## begin Dataset excerpts
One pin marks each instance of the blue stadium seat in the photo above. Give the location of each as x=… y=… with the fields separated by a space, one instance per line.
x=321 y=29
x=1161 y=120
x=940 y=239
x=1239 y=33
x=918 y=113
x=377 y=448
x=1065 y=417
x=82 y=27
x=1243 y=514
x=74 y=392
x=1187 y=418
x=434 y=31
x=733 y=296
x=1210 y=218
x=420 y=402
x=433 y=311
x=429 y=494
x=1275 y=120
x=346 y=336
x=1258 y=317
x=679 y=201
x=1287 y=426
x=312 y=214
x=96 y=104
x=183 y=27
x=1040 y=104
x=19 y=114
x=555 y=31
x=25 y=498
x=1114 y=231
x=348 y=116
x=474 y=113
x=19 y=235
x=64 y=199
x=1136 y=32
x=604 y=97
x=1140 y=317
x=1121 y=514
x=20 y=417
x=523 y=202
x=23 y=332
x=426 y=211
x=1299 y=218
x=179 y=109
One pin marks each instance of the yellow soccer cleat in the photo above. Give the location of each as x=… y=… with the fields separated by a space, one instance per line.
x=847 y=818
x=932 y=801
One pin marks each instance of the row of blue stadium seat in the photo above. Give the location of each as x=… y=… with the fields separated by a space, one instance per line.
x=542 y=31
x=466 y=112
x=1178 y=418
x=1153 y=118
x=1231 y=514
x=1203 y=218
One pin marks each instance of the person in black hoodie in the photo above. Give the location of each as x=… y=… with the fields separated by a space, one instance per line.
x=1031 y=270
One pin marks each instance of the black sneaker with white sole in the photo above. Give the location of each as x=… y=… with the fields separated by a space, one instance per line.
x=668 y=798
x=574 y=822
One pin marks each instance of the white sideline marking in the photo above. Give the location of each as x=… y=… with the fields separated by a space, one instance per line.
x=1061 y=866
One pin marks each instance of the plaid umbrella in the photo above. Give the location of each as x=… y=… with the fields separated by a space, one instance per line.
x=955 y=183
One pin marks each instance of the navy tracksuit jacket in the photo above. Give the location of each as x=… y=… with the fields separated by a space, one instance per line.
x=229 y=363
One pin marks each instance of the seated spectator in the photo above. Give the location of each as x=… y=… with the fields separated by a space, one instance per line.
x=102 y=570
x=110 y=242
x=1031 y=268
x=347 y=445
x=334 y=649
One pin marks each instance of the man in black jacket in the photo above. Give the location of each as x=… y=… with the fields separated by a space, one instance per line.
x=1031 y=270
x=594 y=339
## end Dataset excerpts
Written instruction:
Copy all of the lines above word for word, with every character left unchanged.

Solution for this task:
One pin marks each instance of the blue stadium seat in the photo above. Give the location of each as x=… y=… with the fields separated by a space, one instance per line.
x=321 y=29
x=1161 y=120
x=940 y=239
x=1239 y=33
x=918 y=113
x=377 y=448
x=1065 y=417
x=82 y=27
x=1243 y=514
x=74 y=392
x=1187 y=418
x=434 y=31
x=733 y=296
x=1210 y=218
x=420 y=402
x=433 y=311
x=429 y=494
x=1275 y=120
x=346 y=336
x=1258 y=317
x=679 y=201
x=1287 y=426
x=312 y=214
x=96 y=104
x=183 y=27
x=1040 y=104
x=19 y=114
x=555 y=31
x=25 y=498
x=1114 y=231
x=348 y=116
x=474 y=113
x=19 y=235
x=64 y=199
x=1136 y=32
x=604 y=97
x=1140 y=317
x=1121 y=514
x=20 y=417
x=523 y=202
x=23 y=332
x=426 y=211
x=1299 y=218
x=179 y=109
One pin marks each instance of the yellow soccer cleat in the photo above. Give the location of each as x=… y=… with the fields separated by a space, one instance per line.
x=847 y=818
x=932 y=801
One pin marks each instance of the row of blue stadium seat in the photo above. Give the location of each as x=… y=… with the fields separated by a space, one instance per line.
x=542 y=31
x=466 y=112
x=1178 y=418
x=1153 y=118
x=1231 y=514
x=1203 y=218
One pin marks each instance of the person in black hoodie in the photo above. Give the location of each as x=… y=… with the fields separated by a space, one instance per line.
x=1031 y=270
One pin marks each instance of the black sneaker with white sole in the photo above. Give the location of each as x=… y=… with the fields separated by a space, one instance per line.
x=668 y=798
x=574 y=822
One pin marks each instance of the white sideline marking in the photo above. Give the location of each as x=… y=… with the fields separated by a space, one instance per line.
x=1061 y=866
One pin marks each instance of the plaid umbrella in the photo above. Give the location of each as x=… y=… with the fields separated by a space, one instance per line.
x=955 y=183
One pin marks each instance of the navy tracksuit jacket in the photo above. Give the location of each as x=… y=… with the fields separated by a space, one instance per line.
x=229 y=363
One pin marks each instance of the seated spectator in the photo above. Give the location of each as x=… y=… with the fields separated by a space, one instance per line.
x=102 y=570
x=110 y=242
x=1031 y=268
x=347 y=445
x=334 y=649
One pin marks each instance of the man in black jacket in the photo above. Give the location of each as x=… y=… with the fields separated by a space, one instance per line.
x=1031 y=270
x=594 y=339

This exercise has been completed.